Work to complete = Retype all of the following material line by line, matching every character, space, and punctuation mark.

++++

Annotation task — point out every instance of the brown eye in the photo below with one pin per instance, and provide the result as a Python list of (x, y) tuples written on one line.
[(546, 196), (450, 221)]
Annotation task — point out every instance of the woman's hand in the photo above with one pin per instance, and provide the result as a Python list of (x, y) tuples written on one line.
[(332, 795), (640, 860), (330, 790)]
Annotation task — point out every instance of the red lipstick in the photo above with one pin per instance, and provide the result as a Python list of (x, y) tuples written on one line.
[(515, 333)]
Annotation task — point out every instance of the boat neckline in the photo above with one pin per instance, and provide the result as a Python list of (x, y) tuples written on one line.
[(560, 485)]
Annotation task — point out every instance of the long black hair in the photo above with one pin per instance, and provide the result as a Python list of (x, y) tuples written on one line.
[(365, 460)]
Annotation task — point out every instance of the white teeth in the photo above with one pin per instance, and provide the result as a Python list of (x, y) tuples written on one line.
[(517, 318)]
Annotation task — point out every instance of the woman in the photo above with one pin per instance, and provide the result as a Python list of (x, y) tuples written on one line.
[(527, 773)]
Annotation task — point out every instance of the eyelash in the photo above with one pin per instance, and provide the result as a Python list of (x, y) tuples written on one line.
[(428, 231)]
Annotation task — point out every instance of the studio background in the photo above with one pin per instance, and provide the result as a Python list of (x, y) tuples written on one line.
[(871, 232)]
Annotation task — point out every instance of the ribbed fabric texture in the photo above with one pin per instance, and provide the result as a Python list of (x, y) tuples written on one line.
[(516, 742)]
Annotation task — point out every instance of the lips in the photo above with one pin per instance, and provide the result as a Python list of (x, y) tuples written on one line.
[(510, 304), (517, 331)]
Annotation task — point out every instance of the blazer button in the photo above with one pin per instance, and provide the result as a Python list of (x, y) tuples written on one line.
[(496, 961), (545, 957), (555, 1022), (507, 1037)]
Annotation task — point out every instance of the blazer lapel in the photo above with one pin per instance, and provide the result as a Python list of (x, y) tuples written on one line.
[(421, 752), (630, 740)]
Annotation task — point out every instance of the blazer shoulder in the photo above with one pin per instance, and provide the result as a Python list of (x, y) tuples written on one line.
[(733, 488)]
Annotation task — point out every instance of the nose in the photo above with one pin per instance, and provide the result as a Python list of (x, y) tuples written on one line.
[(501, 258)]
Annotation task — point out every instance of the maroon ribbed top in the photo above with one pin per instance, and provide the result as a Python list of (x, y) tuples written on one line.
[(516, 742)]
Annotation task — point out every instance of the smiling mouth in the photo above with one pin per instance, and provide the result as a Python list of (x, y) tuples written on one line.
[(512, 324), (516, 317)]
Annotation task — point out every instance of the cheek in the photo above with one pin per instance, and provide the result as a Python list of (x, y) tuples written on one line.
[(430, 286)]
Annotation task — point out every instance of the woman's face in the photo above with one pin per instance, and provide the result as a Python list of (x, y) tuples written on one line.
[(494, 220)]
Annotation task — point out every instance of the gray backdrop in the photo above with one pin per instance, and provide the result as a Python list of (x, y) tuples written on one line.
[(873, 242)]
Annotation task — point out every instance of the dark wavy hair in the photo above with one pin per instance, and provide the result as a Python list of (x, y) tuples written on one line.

++++

Output =
Annotation task — point out every instance of the brown eye in the photo below with one pin per instance, and provide the result as a Python list of (x, y) tuples written on one line.
[(546, 196), (450, 221)]
Annotation task — point out every instance of the woman's hand in the photo above with one pin per instance, and provide the result as a Python list of (x, y) tuples written on one line.
[(332, 795), (640, 860), (330, 790)]
Annotation task — point out every instance of the red lipstick in the photo above with one pin per instance, and provide the result as a Python list of (x, y) tuples written on one line.
[(515, 333)]
Annotation task — point out every instance of the boat neckline in the photo above with one pin per instance, and provide the result as a Python list of (x, y) tuples written on one line.
[(560, 485)]
Annotation task — point out every instance of the long black hair in the photo above with one pin per instance, and provide the result as a Python list of (x, y) tuples written on one line.
[(365, 460)]
Annotation task — point out every instance of the white teeth in the photo above with one pin per instance, and provide the result as a Python list of (x, y) tuples written on one line.
[(517, 318)]
Annotation task — point out every instance of the woman in the photo above with one pin per instance, and provide the result as a Python list of (x, y) tuples written on one line.
[(527, 773)]
Annotation task — point out every instance of the eyelash in the photo above with one pin per instance, and provide the result as a Python list of (x, y) tuples written on one line.
[(428, 231)]
Annotation task — point out every instance of the studio background in the photo above with one pin per instance, and provide the result as a Python list of (x, y) tuples written on one line.
[(871, 232)]
Annotation task — point out every instance of the ribbed fabric texture in the photo above with one pin per instance, and provide the result as a Python list of (x, y) tuples written on one line.
[(516, 742)]
Annotation task — point out every instance of the lips in the photo above with one pin per instance, and provide the result as a Python list of (x, y) tuples written on one line.
[(510, 304), (517, 331)]
Annotation task — point out every instance of the blazer button in the photo above with one pin per instance, and provide the result as a Python list of (x, y) tuples written on one line.
[(496, 961), (545, 957), (555, 1022), (507, 1037)]
Annotation task — point out every instance of the blazer lapel in the photo above with one pin per instance, and provide the result as a Python list of (x, y) tuples written on one line.
[(421, 752), (630, 740)]
Annotation task — point out every instance of the blazer shoulder in the photo above with one pin per instance, and provide the result as a Python list of (x, y) tuples written on one line.
[(733, 488)]
Annotation task — point out every instance of the nose in the photo above with one pin per instance, and provide the result as a Python list of (x, y) tuples written on one line.
[(501, 258)]
Annotation task — point out every instance of the maroon ribbed top in the photo above with one pin per instance, and provide the result as a Python list of (x, y) tuples written on one line.
[(516, 742)]
Annotation task — point out every instance of the smiling mouth in the photo above with one pin per instance, and provide the result as a Python list of (x, y) tuples written on one line.
[(512, 324), (516, 317)]
Annotation task — point out every instance of the cheek in the photo above with one pin per instance, and provide the result as a Python list of (x, y) tuples written on one line.
[(430, 286)]
Annotation task — point out every instance of the woman's face in the photo above with one pin per instance, and provide the result as a Python list of (x, y) tuples written on one line.
[(494, 220)]
Annotation task — point out every instance of the gray backdrop in the photo above with one pin per instance, and provide the result as a Python list of (x, y) tuples written on one line.
[(873, 242)]
Annotation task — point out every instance of the dark wavy hair in the photo above with one pin per instance, and provide the result as a Python list of (x, y) tuples written on one line.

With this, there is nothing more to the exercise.